> _Request 1_:
In the Pimp My Tank thread, who calls the "Pimp my tank team" in zozo's imagined show?
> _Request 2_:
In the Pimp My Tank thread, take the part that opens with the words containing "Aquascaping is getting" and closes with "with this idea.", and write it out again with "streaming service" in place of "TV channel".
> _Request 3_:
Please carry on the Pimp My Tank thread from the point where it stops.

> _Supplied passage_:
----------------
# Pimp My Tank



## zozo (17 Oct 2015)

We have tons of Pimp my this and that television shows.  Chip Foos - Pimp My car, Pimp my bike, Pimp my House, Pimp my hair, Dr. Phill - Pimp Me etc etc. I get kinda sick with all the pimping around of wath i'm not into be seen pimped so much. But tanks nowthat's a different story and realy worth pimping. 

But actualy im kinda missing the "Pimp My Tank show!!" Where the kids of the house are totaly fed up with looking at daddys ugly aquarium and call the "Pimp my tank team" to surprise him with a brandnew awsome scape.. 

Aquascaping is getting so much popular the last years. Actualy its about time a few talented scapers would stick their heads together contact a TV channel and launch a Pimp my scape show. Wouldnt that be a entertaining evening filling program?

If i count the numbers of forums already about the subject, i kiinda feel there would be a market for it. Why not? Can't believe this idea isnt already offered to a channel.. Is it? Isn't it? Are there scaper playing with this idea.

just a thought..   What do you think?  or ?


----------



## GotCrabs (17 Oct 2015)

Would it be hosted by Xibit?


----------



## Tim Harrison (17 Oct 2015)

zozo said:


> We have tons of Pimp my this and that television shows.  Chip Foos - Pimp My car, Pimp my bike, Pimp my House, Pimp my hair, Dr. Phill - Pimp Me etc etc. I get kinda sick with all the pimping around of wath i'm not into be seen pimped so much. But tanks nowthat's a different story and realy worth pimping.
> 
> But actualy im kinda missing the "Pimp My Tank show!!" Where the kids of the house are totaly fed up with looking at daddys ugly aquarium and call the "Pimp my tank team" to surprise him with a brandnew awsome scape..
> 
> ...


Genius!


----------



## zozo (17 Oct 2015)

Troi said:


> Genius!



hey Troy, thanks, you're a journalist, arn't you? Means a lot to me you thinking about it like that.. 

You probably have the network..  Throw a ball in that direction.. 

We have the crowd, we have the sponsors, we have many talended price winning scapers all over the world, the channels (Animal planet).. Actualy all is there except the show. This could be an international break trough..
----------------
> _Provided material_:
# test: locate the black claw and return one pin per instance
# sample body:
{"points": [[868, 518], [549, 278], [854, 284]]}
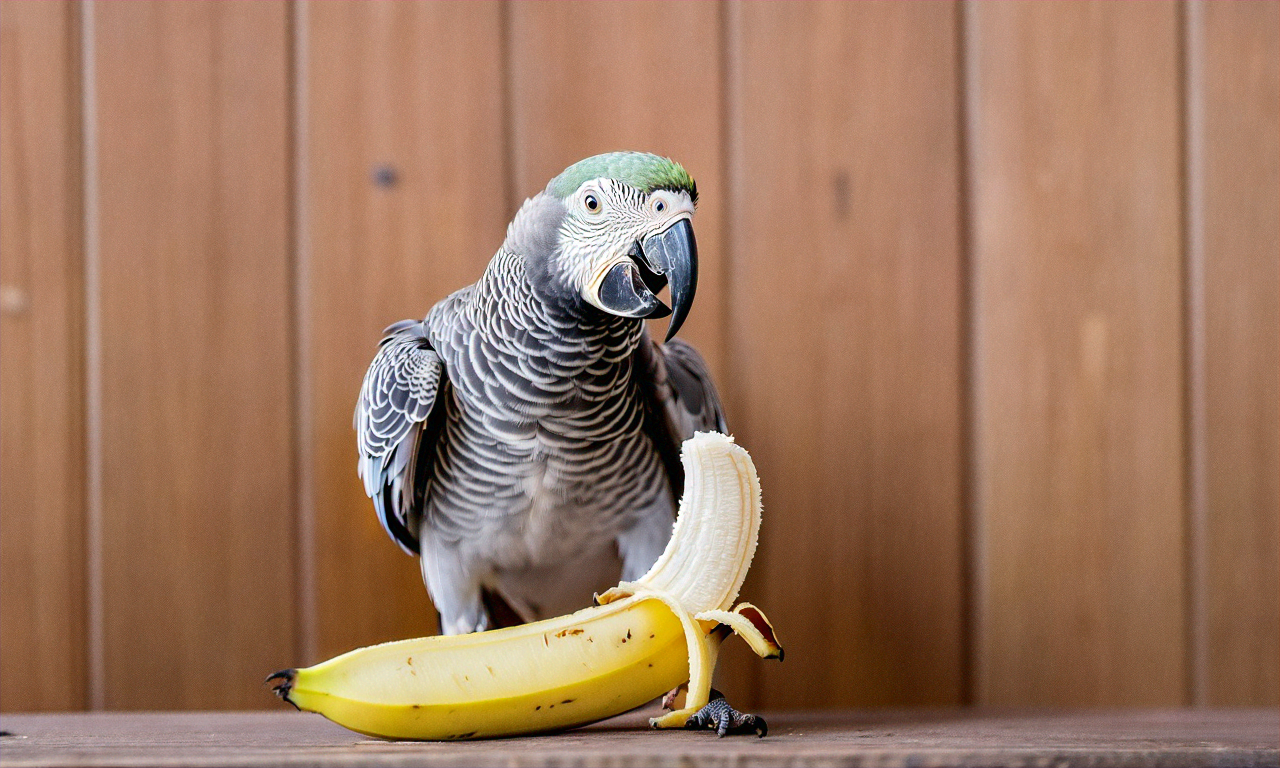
----------------
> _Exercise answer 1_:
The kids of the house, who are fed up with looking at daddy's ugly aquarium.

> _Exercise answer 2_:
Aquascaping is getting so much popular the last years. Actualy its about time a few talented scapers would stick their heads together contact a streaming service and launch a Pimp my scape show. Wouldnt that be a entertaining evening filling program?

If i count the numbers of forums already about the subject, i kiinda feel there would be a market for it. Why not? Can't believe this idea isnt already offered to a channel.. Is it? Isn't it? Are there scaper playing with this idea.

> _Exercise answer 3_:
Promotion whise it would be a win win, getting people closer to nature and finaly take proper care for their fish and critters.. Realy, i think the world could use it only for that matter, there is still to much ignorance in this area which should be banned out. Media can have a major positive role in this.. IMHO the scapers world is ready for the next step.  Dedicate the show to our greatest pioneer, who lifes work was the whish for people to get and look closer to nature.


----------



## Tim Harrison (17 Oct 2015)

I think it's the perfect job for our very own George Farmer AKA The Aquascaper


----------



## zozo (17 Oct 2015)

For my part he may become millionaire with this idea.. When Die Ludolfs can, a team of talented aquascapers certainly could pull it off, even with 2 fingers in their nose. 

Im just


----------



## kirk (17 Oct 2015)

I'd definitely be one for watching the out takes......snapping glassware, ruining glass with rocks......flooding the lounge floor......etc.


----------



## GotCrabs (17 Oct 2015)

So are we going to see over the top transformations just like on Pimp My Ride? TVs in fish tanks? haha.


----------



## zozo (18 Oct 2015)

kirk said:


> I'd definitely be one for watching the out takes......snapping glassware, ruining glass with rocks......flooding the lounge floor......etc.


 Or daddy so not surprised with the new scape, smashing the tank to pieces and and filing for a devorce...


----------



## PARAGUAY (18 Oct 2015)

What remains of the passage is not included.